*Page:*
The ink storage tube 7 is a tubular body, which is opened at both ends and formed by resin extrusion molding. A rear part of the holder 6 with the tip body 2 is press fit and fastened to the opening part of the front end of the ink storage tube 7. The tail plug 8 having an air passage hole passing therethrough is press fit and fastened to the opening part of the rear end of the ink storage tube 7. The ink storage tube 7 is filled with an ink 71 (e.g., a aqueous gel ink having a shear viscosity reducing, or an oil-based ink of an intermediate viscosity), and grease like follower material 72 which is located at the rear end of the ink 71 and moves forward with consumption of the ink 71.
The tip body 2 consists of a straight cylindrical member (outside diameter=0.8 mm, and inside diameter=0.52 mm) made of metal (for example, austenite stainless steel, such as SUS304 or SUS321). An edge part 21, which is inwardly bent and annular as viewed from top, is formed at the apex of the tip body 2 by inward press deforming. Three inward protrusions 22 (i.e., ball receiving seats), while being equiangularly arranged, are formed, by inward press deforming, on the inner side wall of the tip body 2, which is located rearwardly of the edge part 21. A ball 3 (outside diameter=0.5 mm) is rotatably embraced at a part (i.e., ball embracing part) between the inner surface of the edge part 21 and the front surface of the inward protrusions 22.
Ink outflow gaps 4, which extend outwardly from the center of the tip body in three radial directions, are formed each between the adjacent inward protrusions 22. A rod part 51 of the spring section 5 is passed through the center of a space defined by the ink outflow gaps 4, and the tip of the rod part 51 is brought into contact with the rear face of the ball 3 to thereby urge the ball 3 forward.
In the embodiment, the diameter B of a virtual inscribed circle of the central part of the ink outflow gaps 4 is 0.2 mm. The outside diameter A of the rod part 51 is 0.14 mm. A minimum dimension M of each ink outflow gap 4 is 0.082 mm (=58.6% of the outside diameter A of the rod part 51). A radial distance L between the minimum dimension part of the ink outflow gap 4 and the periphery edge part 41 of the ink outflow gap 4 is 0.05 mm (=35.7% of the outside diameter A of the rod part 51).

*Recorded information:*
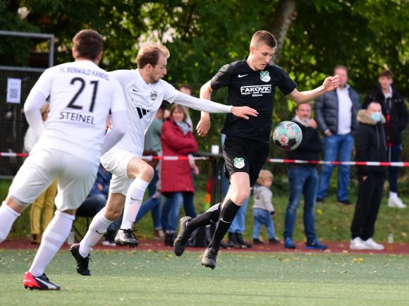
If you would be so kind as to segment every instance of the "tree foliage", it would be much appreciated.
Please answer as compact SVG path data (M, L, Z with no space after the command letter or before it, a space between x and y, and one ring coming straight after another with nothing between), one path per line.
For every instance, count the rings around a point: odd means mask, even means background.
M291 13L280 16L289 4ZM23 6L30 13L21 19L17 10ZM166 80L176 86L190 84L196 95L223 64L248 55L255 30L283 32L286 22L277 59L299 90L317 87L335 65L343 64L350 69L350 83L362 95L386 67L393 71L400 91L409 95L405 0L4 0L0 14L2 30L54 34L56 63L71 60L71 39L82 28L94 28L106 38L102 65L109 71L135 68L140 47L161 41L171 51ZM10 58L16 64L27 61L33 46L26 43L13 46L18 54ZM10 45L8 39L1 39L0 53L13 53ZM226 97L226 90L219 90L212 99L224 102ZM279 92L276 97L274 120L288 119L293 104ZM197 122L199 113L193 117ZM212 118L212 131L217 132L223 116ZM202 149L219 141L217 133L212 135L201 142Z

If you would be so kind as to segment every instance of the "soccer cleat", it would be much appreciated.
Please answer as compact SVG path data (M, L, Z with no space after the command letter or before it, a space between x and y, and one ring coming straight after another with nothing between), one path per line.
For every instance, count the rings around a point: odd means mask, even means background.
M90 262L90 255L86 257L83 257L80 254L80 244L74 243L70 247L70 252L77 261L77 273L83 275L84 276L90 276L91 272L88 269L88 263Z
M328 247L324 245L322 245L319 243L317 239L314 239L311 242L307 242L307 245L305 245L305 248L309 250L326 250Z
M360 237L355 237L349 243L350 250L368 250L367 245L364 243Z
M219 250L214 250L213 247L208 247L203 254L202 257L202 264L207 268L212 268L213 270L216 267L216 259Z
M30 290L60 290L60 286L51 283L48 279L45 274L39 276L35 276L31 272L25 272L24 274L24 279L23 280L24 288L30 288Z
M378 251L381 251L385 248L384 245L376 243L372 238L362 240L362 243L367 245L368 250L376 250Z
M270 243L271 245L279 245L281 242L281 240L279 240L275 237L269 239L269 243Z
M388 200L388 206L389 207L396 207L396 208L406 208L408 205L403 204L401 198L396 197L389 197Z
M295 245L293 242L293 238L287 237L284 240L284 248L286 249L295 249Z
M133 231L130 228L119 228L114 240L116 245L128 245L130 247L138 247L139 241L136 240L136 237L133 234L134 231Z
M190 239L192 233L186 228L190 220L192 218L190 216L184 216L179 221L179 233L173 242L173 252L176 256L182 256Z
M264 245L264 243L260 238L252 238L252 243L255 245Z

*What to do:*
• 1. Answer the following from the passage on the pen tip:
(a) What is the outside diameter of the ball 3?
(b) Which component is press fit and fastened to the opening at the rear end of the ink storage tube 7?
(c) What is the outside diameter A of the rod part 51?
• 2. Reproduce the entries starting at their beginning and ending at the line that contains "M291 13L280 16L289", renaming "instance" to "occurrence" and leaving all else unchanged; omit the pictures.
The entries bear no relation to the passage.

*Results of the tasks:*
• 1.
(a) 0.5 mm
(b) The tail plug 8
(c) 0.14 mm

• 2.
If you would be so kind as to segment every occurrence of the "tree foliage", it would be much appreciated.
Please answer as compact SVG path data (M, L, Z with no space after the command letter or before it, a space between x and y, and one ring coming straight after another with nothing between), one path per line.
For every occurrence, count the rings around a point: odd means mask, even means background.
M291 13L280 16L289 4ZM23 6L30 13L21 19L17 10ZM166 80L176 86L190 84L196 95L223 64L248 55L255 30L283 32L286 22L277 59L299 90L317 87L335 65L343 64L350 69L350 83L362 95L386 67L393 71L400 91L409 95L405 0L4 0L0 14L2 30L54 34L56 63L71 60L71 39L82 28L94 28L106 38L102 65L109 71L135 68L140 47L161 41L171 51ZM10 58L16 64L27 61L33 46L26 43L13 46L18 54ZM10 45L8 39L1 39L0 53L13 53ZM226 97L226 90L219 90L212 99L224 102ZM279 92L276 97L274 120L288 119L293 104ZM197 122L199 113L193 117ZM212 118L212 131L217 132L223 116ZM202 149L219 141L217 133L212 135L201 142Z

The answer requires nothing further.